• [Trecho selecionado]
● ● ● ● ●
Críticas


ERA UMA VEZ EU, VERÔNICA

De: MARCELO GOMES
Com: HERMILA GUEDES, W.J. SOLHA, JOÃO MIGUEL
17.11.2012
Por Daniel Schenker
SUBJETIVIDADE EM FOCO

“A paciente em questão não tem tendência ao romance, apenas ao sexo”, constata Verônica (interpretada por uma visceral Hermila Guedes), a respeito de si, diante do gravador, objeto elevado ao status de confidente. Regrada no seu cotidiano de trabalho, sem amarras na vida pessoal, a personagem-título se pergunta sobre suas escolhas. Exerce a intimidade de maneira contundente, seja através de encontros fortuitos com homens, seja do afetuoso vínculo com o pai, Zé Maria (W.J. Solha, ótimo), e se cobra, em alguma medida, filiação a um formato de relacionamento mais estável com Gustavo (João Miguel), apaixonado por ela. Nesse novo filme, Marcelo Gomes apresenta mais um estudo de caso – de Verônica, que se coloca, subjetivamente, na posição de paciente – do que uma trama. Estampa na tela a jornada de autoaceitação da protagonista, tomando o devido cuidado para não julgá-la.
● ● ● ● ●
• [Dados fornecidos]
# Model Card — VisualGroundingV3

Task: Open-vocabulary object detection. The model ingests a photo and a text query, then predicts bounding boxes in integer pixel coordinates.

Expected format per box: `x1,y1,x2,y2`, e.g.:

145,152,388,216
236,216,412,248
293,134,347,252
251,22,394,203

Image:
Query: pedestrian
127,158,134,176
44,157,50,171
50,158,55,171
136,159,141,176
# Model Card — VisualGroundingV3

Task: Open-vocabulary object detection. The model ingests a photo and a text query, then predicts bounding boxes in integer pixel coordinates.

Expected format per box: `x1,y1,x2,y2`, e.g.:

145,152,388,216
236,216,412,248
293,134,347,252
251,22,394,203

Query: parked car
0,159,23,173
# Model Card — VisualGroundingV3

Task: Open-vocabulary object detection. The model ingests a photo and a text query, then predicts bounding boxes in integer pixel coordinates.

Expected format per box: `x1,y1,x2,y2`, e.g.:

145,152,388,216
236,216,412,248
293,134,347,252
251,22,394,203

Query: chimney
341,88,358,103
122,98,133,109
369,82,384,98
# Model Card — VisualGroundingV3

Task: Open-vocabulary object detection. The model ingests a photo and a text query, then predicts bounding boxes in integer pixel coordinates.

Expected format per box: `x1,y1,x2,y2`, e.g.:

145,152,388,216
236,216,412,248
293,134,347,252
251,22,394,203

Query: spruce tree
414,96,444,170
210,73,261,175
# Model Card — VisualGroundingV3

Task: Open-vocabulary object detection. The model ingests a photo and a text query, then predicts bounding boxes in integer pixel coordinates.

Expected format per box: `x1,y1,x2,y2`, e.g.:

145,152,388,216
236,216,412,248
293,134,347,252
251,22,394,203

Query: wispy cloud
● ● ● ● ●
• [Enunciado] Na crítica de "Era uma vez eu, Verônica", que objeto é elevado ao status de confidente da protagonista?

• [Resposta] O gravador.